The exercise:
Copy every line of the data below word for word, leaving the picture out of your copy.

Source material:

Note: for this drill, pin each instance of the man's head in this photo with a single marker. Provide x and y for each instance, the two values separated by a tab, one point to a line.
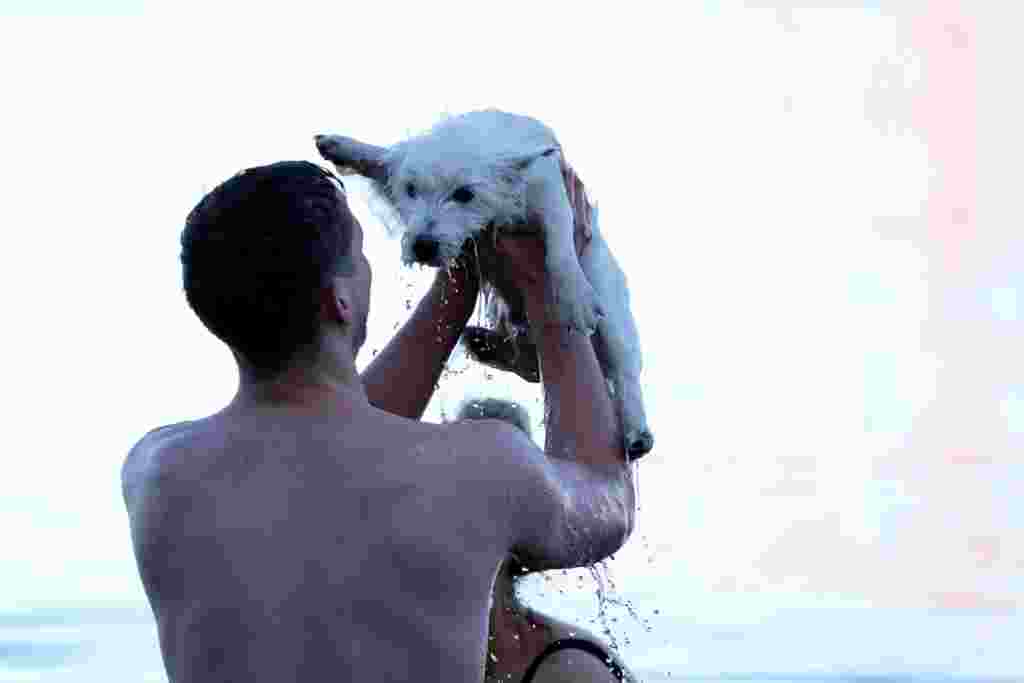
269	258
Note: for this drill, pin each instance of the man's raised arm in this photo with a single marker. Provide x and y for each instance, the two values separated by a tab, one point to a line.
401	378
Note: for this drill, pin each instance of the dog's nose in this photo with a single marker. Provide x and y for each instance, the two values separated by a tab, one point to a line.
425	249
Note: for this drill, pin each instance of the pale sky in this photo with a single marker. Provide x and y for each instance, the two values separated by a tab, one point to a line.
814	210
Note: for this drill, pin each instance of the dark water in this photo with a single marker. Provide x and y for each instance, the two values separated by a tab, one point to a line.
117	645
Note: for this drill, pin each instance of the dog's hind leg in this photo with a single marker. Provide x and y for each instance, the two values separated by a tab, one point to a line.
617	343
576	302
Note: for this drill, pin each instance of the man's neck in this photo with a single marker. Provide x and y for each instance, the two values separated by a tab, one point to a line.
307	385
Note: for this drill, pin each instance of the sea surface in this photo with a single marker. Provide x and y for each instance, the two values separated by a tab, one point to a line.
119	645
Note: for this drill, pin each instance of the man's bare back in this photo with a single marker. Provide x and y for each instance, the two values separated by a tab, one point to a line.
353	505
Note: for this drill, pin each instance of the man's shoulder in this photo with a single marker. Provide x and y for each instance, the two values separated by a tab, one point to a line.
148	454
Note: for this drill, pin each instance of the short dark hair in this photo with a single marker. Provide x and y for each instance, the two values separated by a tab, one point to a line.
255	253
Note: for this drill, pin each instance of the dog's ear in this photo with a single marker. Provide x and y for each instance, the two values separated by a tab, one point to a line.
350	157
521	162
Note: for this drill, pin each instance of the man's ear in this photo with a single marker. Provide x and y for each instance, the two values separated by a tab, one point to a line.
350	156
338	301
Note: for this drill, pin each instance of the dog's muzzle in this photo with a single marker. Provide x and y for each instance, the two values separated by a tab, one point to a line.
426	249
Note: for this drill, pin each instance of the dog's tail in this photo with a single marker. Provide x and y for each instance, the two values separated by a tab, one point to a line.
496	409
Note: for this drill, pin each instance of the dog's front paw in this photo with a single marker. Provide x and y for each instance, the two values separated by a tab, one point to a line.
511	355
577	304
638	441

Written answer:
Note: for this drill, pin each instance of the man's head in this photo with a single marker. Provide x and y for each instance, the two values separated by a tab, one point to a line.
269	258
Note: for this drill, pin each instance of the man's raised arm in this photo with a single marker. Provide x and y for each instance, the two values separated by a tab, one point to a line.
401	378
Note: for this drill, pin each instance of the dog's nose in this photo with a single marker. Provide x and y for each instance, the two values separated by a tab, one point to a line.
425	249
Note: for this drill, pin each instance of the pale sky in this photo with a single marker. Provide x and y for each instance, the two values separated by a tab, one point to a line.
814	210
Note: for this drill, pin each instance of the dark water in this photo with a single marker. Provide x and y for each instance, the two values separated by a tab, one point to a line.
117	645
Note: for this drill, pin each instance of the dog's hind leg in this photo with a single marker. Provide x and y for each instance, the two values separated by a tab, one point to a line.
617	343
576	302
Note: for this drill, pin each instance of the man's neck in this photo with a single marker. Provide x and y for each instance, the two values separated by a tab, one point to a line.
307	385
Note: for this drill, pin each instance of the sea surface in this photo with a single marker. Provide x and y for each instance, the two values separated by a tab, one point to a line.
119	645
Note: for this drill, pin each instance of the man's bare back in this photo with a single marker. Provide x and y for each instance, the two values separated by a tab, one point to a line.
353	505
Note: for this drill, pin each instance of the man's shoulder in this photo with a single marker. Provide x and y for each instance, the two values separated by a tab, one point to a line.
148	454
Note: for this drill, pin each instance of the short dark hair in this photo with a single marker. Provide x and y for each instance, the two values separated by a tab, one point to a line.
255	253
Note: for this drill, pin each instance of the dog's ear in this photo with a single marker. Provide x and y for each instance, the two values separated by a tab, one point to a line.
350	157
521	162
Note: for this drill, pin each instance of the man's ear in this photo with a single marker. Provide x and y for each instance, the two values separated by a tab, one point to a line.
350	156
338	301
Note: for this drill, pin each instance of the dog's muzzle in this photo with a single marker. Provide x and y for each instance, the two values separated by a tab, one point to a line.
426	249
Note: for this drill, pin each instance of the dog's tail in this photo with a single marker. Provide x and y for each instance, the two values separated by a tab, one point to a line.
496	409
Note: for this drill, pin each instance of the dog's front paw in this photo with a single marker. Provide x and y for each instance, the two values separated by a tab, one point to a line.
511	355
577	304
638	441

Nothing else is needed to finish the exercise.